Воспоминания. 1848–1870 (Огарева-Тучкова) - страница 36

Осенью 1848 года мы вернулись из чужих краев, тоже морем, через Кронштадт; тогда это было самый удобный способ передвижения. Вещи наши осматривались снисходительно; в таможне были предупреждены о нашем приезде. Контрабанды у нас не было, но были французские газеты, кажется «Le Rappel», «Le Peuple» Прудона, «La voix du peuple», «La libertJ» и прочие; были литографии французских выдающихся деятелей, карикатуры… За них-то мы и опасались, однако всё обошлось; но по всему было заметно, что настало время больших строгостей. Нашей гувернантке, m-lle Michel, не было дозволено въехать вместе с нами в Петербург, ей пришлось ждать в Кронштадте. Она плакала, опасаясь, что ее вовсе не пустят; пятнадцать лет провела она в России совершенно безвредно, занимаясь исключительно воспитанием вверенных ей детей. Мой отец похлопотал о ней в Петербурге, и через несколько дней ей был разрешен въезд в Россию, но, кажется, года через два она была вынуждена принять русское подданство во избежание высылки.

____________

ЗАДАНИЯ:
A) Переведите на английский язык предложение из отрывка воспоминаний: «Нашей гувернантке, m-lle Michel, не было дозволено въехать вместе с нами в Петербург, ей пришлось ждать в Кронштадте.»
B) Перескажите в виде краткого списка абзац отрывка воспоминаний, начинающийся словами «Осенью 1848 года мы вернулись», сохранив главные факты.
C) Продолжите отрывок воспоминаний с того места, на котором он заканчивается.
К записям этот отрывок воспоминаний отношения не имеет.

Элементы набора данных
____________

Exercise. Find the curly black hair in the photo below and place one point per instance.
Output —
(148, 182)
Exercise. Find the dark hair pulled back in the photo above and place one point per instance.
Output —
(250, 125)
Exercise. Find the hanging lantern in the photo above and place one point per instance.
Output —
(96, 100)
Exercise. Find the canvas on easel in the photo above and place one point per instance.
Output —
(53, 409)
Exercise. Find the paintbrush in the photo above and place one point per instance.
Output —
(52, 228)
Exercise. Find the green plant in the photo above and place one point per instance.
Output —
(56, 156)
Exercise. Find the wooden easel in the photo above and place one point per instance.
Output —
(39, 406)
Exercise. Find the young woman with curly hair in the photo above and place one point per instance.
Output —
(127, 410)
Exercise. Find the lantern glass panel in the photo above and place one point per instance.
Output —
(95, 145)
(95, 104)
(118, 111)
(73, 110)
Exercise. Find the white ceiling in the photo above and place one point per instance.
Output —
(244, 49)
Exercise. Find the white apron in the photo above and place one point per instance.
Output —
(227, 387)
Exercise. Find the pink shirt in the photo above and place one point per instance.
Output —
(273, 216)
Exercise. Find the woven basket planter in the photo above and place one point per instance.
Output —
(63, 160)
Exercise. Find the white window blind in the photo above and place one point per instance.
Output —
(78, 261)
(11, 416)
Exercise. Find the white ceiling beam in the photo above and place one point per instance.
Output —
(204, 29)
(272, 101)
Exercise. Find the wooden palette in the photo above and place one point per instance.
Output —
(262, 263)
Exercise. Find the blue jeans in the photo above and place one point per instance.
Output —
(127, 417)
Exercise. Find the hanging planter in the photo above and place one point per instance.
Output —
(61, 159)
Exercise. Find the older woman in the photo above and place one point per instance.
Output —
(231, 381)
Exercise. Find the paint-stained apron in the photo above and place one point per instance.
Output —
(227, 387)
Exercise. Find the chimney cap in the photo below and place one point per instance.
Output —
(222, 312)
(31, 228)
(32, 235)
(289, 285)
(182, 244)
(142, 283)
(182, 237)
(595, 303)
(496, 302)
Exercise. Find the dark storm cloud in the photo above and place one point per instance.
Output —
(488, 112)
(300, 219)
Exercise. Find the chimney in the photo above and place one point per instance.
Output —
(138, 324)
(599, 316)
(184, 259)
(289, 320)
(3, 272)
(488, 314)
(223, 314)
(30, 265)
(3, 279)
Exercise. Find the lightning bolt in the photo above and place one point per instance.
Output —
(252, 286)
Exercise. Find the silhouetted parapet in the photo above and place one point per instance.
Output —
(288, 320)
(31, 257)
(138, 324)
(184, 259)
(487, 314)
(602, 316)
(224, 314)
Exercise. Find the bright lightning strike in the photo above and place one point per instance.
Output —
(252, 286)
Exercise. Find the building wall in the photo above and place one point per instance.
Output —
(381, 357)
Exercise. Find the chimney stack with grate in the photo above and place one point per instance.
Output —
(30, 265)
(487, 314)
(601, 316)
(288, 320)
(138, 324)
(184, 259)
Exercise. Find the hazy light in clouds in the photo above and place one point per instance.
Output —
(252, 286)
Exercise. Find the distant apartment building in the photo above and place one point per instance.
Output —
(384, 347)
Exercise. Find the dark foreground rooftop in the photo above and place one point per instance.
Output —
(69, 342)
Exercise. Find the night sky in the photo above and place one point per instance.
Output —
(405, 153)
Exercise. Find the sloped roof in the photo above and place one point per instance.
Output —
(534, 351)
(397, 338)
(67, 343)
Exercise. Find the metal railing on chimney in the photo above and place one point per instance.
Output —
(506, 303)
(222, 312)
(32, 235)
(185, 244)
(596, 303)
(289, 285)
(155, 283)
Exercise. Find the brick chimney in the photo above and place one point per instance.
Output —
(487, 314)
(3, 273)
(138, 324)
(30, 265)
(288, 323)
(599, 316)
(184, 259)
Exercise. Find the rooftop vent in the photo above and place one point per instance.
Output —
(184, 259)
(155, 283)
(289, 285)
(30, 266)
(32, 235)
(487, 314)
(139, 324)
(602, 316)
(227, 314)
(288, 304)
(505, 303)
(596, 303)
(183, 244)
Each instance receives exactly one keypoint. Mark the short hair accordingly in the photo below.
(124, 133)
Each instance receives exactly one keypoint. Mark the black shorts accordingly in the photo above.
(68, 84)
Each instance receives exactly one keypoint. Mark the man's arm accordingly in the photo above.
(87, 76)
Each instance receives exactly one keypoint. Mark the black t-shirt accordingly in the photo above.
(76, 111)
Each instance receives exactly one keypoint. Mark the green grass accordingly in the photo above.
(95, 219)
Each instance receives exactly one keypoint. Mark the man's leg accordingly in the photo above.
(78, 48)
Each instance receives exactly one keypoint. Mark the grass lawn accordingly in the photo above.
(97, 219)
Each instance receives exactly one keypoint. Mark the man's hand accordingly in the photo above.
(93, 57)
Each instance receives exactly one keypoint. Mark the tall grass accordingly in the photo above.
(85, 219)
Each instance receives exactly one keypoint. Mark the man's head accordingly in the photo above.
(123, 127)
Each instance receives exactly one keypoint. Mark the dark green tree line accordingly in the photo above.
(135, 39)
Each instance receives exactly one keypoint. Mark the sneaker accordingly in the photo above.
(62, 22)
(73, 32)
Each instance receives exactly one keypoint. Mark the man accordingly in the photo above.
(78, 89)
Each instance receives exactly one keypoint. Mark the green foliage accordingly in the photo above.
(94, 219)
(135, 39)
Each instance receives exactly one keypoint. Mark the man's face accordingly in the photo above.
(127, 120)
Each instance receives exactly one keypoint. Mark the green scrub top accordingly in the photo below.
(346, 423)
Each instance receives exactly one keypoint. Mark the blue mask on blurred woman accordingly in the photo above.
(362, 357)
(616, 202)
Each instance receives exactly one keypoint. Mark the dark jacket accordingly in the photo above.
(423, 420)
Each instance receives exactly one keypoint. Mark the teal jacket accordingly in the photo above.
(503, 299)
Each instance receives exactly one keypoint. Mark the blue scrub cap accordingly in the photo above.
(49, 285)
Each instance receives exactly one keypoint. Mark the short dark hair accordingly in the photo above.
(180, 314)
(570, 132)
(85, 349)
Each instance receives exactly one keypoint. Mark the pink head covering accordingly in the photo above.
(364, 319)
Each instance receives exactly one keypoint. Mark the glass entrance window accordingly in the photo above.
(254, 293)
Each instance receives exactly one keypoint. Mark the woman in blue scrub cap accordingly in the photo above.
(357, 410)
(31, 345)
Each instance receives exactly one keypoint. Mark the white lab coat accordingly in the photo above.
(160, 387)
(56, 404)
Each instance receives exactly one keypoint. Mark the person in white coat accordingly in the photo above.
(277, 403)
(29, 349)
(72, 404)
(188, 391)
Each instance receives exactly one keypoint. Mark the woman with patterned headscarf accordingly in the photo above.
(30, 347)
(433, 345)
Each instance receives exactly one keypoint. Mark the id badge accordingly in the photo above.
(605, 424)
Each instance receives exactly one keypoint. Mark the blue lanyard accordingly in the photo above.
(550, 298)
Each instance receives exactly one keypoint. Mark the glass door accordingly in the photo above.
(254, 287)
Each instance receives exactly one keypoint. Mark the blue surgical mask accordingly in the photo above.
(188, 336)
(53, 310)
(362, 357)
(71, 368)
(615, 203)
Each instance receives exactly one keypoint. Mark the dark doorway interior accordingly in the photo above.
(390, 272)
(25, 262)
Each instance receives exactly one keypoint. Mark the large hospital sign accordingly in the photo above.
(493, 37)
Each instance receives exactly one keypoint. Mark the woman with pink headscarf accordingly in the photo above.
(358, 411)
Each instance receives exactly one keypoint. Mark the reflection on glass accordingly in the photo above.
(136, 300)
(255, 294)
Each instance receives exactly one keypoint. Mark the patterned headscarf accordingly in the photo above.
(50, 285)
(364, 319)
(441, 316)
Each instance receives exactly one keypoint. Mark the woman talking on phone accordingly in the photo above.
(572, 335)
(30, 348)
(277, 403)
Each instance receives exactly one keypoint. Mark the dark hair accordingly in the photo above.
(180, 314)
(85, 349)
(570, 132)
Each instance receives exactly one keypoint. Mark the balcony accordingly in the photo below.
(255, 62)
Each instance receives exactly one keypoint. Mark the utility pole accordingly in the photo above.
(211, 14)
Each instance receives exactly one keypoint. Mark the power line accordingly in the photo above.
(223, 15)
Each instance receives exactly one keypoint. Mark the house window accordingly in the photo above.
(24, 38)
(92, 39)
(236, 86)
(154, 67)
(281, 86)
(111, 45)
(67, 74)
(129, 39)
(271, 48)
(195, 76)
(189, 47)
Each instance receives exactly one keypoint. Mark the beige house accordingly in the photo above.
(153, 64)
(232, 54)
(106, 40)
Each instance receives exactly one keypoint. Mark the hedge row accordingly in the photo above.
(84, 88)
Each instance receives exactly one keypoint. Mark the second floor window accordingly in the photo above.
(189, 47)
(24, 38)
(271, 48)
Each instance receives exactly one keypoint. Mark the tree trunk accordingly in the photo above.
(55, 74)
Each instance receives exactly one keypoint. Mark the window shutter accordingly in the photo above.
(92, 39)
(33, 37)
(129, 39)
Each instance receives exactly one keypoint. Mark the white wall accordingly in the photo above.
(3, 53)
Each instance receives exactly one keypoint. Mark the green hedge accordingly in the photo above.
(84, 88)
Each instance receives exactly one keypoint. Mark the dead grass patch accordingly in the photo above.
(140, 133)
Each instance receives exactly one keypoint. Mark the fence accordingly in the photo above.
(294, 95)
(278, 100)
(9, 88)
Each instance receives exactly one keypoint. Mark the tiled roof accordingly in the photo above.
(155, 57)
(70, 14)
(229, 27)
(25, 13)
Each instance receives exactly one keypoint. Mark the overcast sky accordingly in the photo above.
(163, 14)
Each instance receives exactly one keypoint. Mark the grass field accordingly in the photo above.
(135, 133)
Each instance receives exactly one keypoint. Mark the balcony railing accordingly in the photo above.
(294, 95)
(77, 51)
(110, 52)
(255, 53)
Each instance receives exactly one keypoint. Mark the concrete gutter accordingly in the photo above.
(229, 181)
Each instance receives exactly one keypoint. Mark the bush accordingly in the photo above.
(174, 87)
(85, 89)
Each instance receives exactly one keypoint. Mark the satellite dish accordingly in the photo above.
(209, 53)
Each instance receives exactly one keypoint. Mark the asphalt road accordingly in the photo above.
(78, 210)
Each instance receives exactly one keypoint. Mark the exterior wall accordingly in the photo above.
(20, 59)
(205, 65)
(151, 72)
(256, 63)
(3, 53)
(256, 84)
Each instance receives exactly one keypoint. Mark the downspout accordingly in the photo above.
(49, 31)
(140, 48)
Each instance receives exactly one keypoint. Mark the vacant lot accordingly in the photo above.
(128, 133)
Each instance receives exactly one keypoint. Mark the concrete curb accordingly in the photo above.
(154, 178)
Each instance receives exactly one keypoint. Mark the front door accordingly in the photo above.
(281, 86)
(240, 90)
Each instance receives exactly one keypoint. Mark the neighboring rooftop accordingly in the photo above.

____________

ОТВЕТЫ ПО ПОРЯДКУ:
A) Our governess, Mlle Michel, was not permitted to enter St. Petersburg together with us; she had to wait in Kronstadt.

B)
- Осенью 1848 года семья вернулась из-за границы морем, через Кронштадт.
- Вещи на таможне осматривали снисходительно: там были предупреждены о приезде.
- Контрабанды не было, но везли французские газеты, литографии и карикатуры, за которые опасались. Все обошлось.
- Чувствовалось, что настало время больших строгостей.
- Гувернантке m-lle Michel не разрешили въехать в Петербург вместе с семьей, и ей пришлось ждать в Кронштадте.
- Она прожила в России пятнадцать лет, занимаясь только воспитанием детей.
- После хлопот отца через несколько дней ей разрешили въезд.
- Примерно через два года ей пришлось принять русское подданство, чтобы ее не выслали.

C)
В эту эпоху решили русских не пускать за границу, кроме редких исключений, по очень серьезным болезням, а иностранцев, в особенности французов, не впускать в Россию; те же иностранцы, которые уже были в России, должны были или оставить Россию, или принять русское подданство; мера эта продолжалась лет семь. В 1855 году, уже в царствование императора Александра, эта строгость была отменена; наш заграничный паспорт, первый, помню, был выдан по мнимой болезни Огарева.

В Петербурге отец мой заметил, что Лев Алексеевич Перовский, в то время министр внутренних дел, хороший его знакомый и вместе с тем начальник, как-то раздражителен и холоден с ним. Между прочими знакомыми отец побывал у приятеля деда моего, графа Киселева, который имел репутацию очень либерального человека. Граф любил моего отца и принял его, как всегда, очень любезно; большею частью они беседовали по-французски. Вдруг граф говорит отцу:

– Ah, mon cher Toutchkoff, je ne sais si votre nom est inscrit en rouge ou en blanc, mais il est noté dans le livre noir, c'est sûr.

– Pourquoi cela, comte? – спросил отец.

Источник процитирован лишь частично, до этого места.